[start]
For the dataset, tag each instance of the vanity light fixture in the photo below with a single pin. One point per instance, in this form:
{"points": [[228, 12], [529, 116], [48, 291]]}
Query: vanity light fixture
[end]
[start]
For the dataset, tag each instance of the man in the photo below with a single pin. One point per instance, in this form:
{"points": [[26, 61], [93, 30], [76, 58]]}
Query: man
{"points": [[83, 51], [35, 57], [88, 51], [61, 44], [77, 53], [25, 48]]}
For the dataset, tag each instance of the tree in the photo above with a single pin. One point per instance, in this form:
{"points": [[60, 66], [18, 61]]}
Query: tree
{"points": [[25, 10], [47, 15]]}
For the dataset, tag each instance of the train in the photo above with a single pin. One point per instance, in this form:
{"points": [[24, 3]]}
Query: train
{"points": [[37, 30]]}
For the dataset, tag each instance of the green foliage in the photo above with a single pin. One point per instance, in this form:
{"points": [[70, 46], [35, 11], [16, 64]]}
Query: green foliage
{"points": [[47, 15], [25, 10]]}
[end]
◆ THE REQUEST ◆
Gather every line in the listing above that contains the word "train" and copy each one in full. Only a match with the same capitalization counts.

◆ OUTPUT BELOW ◆
For the dataset, tag each instance of the train in the photo above with a single pin. One point per instance, in this form:
Query: train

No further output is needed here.